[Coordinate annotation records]

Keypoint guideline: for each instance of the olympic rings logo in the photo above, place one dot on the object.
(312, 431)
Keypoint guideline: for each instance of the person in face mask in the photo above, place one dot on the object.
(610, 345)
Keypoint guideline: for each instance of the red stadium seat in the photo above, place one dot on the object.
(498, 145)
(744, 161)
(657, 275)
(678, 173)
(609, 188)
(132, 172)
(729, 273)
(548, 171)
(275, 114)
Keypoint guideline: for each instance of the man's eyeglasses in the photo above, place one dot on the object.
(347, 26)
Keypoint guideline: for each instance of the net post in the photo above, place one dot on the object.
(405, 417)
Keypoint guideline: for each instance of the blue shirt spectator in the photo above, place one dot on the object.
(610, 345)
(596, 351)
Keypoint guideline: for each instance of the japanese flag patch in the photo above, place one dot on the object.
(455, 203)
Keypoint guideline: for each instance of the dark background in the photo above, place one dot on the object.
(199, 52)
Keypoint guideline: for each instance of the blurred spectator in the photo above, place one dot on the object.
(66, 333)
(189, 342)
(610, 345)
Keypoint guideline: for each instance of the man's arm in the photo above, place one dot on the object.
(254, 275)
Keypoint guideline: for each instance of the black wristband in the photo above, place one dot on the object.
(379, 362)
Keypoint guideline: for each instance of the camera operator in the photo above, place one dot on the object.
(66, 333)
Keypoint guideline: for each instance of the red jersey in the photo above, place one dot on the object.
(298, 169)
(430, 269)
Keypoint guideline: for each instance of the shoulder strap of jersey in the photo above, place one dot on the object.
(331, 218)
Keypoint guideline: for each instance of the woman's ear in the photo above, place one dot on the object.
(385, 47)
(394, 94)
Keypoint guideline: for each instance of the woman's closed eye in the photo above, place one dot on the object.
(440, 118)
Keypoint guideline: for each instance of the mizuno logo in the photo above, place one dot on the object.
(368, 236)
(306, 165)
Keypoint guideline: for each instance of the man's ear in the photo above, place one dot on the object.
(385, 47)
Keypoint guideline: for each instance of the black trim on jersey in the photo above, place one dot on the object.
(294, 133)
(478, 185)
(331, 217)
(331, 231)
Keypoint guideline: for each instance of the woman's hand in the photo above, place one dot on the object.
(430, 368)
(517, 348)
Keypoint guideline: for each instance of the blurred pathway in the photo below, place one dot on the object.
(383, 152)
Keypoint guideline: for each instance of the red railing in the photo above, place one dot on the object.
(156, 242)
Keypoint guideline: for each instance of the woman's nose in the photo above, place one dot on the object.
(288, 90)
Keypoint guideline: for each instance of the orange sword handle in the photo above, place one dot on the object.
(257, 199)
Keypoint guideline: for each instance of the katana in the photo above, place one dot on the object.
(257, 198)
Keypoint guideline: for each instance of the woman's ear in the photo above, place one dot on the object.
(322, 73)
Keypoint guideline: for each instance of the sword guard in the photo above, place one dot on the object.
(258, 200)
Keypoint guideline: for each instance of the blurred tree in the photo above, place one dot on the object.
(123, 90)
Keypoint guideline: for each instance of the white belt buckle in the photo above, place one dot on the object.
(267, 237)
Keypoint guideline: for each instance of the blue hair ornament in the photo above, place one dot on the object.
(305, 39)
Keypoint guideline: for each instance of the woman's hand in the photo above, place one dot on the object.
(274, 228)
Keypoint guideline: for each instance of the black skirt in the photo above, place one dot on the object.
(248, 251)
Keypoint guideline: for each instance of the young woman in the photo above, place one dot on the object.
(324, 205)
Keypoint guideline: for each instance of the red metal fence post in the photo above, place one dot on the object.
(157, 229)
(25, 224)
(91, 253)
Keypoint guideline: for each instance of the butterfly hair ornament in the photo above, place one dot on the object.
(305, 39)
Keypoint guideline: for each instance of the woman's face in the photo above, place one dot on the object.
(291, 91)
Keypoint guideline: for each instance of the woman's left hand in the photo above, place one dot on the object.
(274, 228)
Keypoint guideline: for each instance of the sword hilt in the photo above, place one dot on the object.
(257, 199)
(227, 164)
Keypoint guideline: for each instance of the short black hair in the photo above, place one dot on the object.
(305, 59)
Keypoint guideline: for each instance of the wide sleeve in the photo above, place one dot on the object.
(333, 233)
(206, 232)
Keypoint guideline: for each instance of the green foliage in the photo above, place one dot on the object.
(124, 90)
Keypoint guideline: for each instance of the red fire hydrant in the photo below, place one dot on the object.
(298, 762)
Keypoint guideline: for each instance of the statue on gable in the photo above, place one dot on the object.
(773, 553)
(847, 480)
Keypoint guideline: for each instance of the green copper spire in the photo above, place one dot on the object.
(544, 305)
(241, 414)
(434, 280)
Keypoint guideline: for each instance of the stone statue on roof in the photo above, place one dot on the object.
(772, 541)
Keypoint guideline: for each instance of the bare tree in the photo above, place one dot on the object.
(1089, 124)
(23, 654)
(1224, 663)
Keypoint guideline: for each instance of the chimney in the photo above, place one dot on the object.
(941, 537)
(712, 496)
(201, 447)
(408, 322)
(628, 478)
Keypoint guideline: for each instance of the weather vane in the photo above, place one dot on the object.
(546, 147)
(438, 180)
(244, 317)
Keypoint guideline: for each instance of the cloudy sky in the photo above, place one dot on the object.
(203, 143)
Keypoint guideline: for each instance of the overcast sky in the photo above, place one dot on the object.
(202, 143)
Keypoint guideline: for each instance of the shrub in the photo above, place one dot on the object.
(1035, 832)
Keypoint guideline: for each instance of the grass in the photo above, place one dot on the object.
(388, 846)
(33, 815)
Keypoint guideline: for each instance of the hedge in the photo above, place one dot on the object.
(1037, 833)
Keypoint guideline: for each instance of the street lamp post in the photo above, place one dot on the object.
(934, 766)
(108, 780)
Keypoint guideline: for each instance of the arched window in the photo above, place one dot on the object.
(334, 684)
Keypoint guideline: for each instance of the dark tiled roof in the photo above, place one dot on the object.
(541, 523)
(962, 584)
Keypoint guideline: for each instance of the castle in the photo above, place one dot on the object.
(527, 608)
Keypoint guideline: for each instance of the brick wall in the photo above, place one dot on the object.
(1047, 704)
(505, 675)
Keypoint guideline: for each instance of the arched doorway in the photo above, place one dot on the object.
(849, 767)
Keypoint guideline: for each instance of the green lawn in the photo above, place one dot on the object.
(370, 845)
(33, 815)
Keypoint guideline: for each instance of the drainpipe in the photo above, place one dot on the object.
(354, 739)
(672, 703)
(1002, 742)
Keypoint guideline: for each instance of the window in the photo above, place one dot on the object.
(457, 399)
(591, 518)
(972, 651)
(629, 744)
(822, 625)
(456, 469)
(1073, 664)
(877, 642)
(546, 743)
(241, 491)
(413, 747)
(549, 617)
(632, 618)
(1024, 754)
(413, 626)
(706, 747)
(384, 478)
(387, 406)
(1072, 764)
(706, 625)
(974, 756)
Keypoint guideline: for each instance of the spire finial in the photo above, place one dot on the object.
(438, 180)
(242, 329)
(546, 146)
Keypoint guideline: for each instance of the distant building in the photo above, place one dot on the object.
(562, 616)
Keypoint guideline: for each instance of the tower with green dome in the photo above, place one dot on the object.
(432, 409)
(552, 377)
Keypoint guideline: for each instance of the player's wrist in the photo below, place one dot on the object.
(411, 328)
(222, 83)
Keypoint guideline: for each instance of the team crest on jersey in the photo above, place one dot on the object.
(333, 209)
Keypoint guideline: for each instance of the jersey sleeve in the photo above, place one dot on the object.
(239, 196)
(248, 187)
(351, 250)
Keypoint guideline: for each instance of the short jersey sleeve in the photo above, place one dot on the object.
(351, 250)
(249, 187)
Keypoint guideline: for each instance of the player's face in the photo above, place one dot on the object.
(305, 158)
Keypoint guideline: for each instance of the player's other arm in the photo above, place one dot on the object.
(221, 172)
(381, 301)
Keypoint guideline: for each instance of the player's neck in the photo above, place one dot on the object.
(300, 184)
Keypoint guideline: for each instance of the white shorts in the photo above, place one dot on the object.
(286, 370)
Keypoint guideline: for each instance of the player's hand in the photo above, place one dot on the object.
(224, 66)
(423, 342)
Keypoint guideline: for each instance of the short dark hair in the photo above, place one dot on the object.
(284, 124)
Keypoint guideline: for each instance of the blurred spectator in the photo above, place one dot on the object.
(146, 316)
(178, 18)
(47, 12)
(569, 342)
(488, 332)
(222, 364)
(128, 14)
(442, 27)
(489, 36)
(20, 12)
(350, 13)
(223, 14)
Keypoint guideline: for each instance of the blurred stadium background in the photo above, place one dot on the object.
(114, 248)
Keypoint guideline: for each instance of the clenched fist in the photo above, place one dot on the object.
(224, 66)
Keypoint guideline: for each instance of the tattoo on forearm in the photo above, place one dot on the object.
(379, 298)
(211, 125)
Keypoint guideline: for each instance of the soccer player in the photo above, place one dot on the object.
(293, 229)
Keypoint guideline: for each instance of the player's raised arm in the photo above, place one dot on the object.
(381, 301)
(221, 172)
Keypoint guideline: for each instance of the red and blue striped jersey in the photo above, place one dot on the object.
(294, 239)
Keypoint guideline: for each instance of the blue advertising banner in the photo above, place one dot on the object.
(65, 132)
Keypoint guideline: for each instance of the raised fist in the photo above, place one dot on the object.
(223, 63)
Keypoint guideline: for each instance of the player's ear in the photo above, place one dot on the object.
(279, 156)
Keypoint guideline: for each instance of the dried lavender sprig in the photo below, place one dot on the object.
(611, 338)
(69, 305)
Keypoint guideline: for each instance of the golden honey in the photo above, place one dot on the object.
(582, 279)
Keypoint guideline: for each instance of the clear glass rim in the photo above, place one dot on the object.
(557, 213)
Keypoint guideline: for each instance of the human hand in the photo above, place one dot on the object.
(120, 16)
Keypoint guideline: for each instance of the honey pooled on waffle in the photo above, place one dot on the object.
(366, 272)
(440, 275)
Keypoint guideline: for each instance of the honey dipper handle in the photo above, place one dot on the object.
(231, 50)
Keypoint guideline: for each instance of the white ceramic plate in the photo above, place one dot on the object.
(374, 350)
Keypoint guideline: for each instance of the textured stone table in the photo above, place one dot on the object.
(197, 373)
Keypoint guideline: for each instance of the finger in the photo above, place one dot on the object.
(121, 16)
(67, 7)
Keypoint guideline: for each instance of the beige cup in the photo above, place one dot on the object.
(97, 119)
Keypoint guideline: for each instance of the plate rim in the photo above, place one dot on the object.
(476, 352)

_YOUR OBJECTIVE_:
Can you format the lines between the one holding "Keypoint guideline: for each instance of the hedge" and the one holding "(1002, 742)", inclusive, as a numbered list and skip any blank lines?

_TASK RESULT_:
1. Keypoint guideline: for each instance of the hedge in the photo above, place one dot on the object.
2. (1037, 833)
3. Keypoint guideline: for each instance of the street lamp post in the photo above, place one dot on the object.
4. (934, 766)
5. (108, 780)
6. Keypoint guideline: for each instance of the arched window in the photo above, place one dot on the object.
7. (334, 684)
8. Keypoint guideline: for each instance of the dark tiled roof in the photo above, place one dot on the object.
9. (541, 523)
10. (962, 584)
11. Keypoint guideline: for each instance of the castle in the photo above, place one dot on the object.
12. (527, 608)
13. Keypoint guideline: for each instance of the brick wall in the photo above, place one dot on the object.
14. (1047, 704)
15. (505, 675)
16. Keypoint guideline: for each instance of the arched doorway in the photo above, place one dot on the object.
17. (849, 767)
18. Keypoint guideline: for each instance of the green lawn in the photo above, place one dot on the object.
19. (370, 845)
20. (33, 815)
21. Keypoint guideline: for each instance of the drainpipe in the photo above, place one dot on the object.
22. (354, 739)
23. (672, 703)
24. (1002, 742)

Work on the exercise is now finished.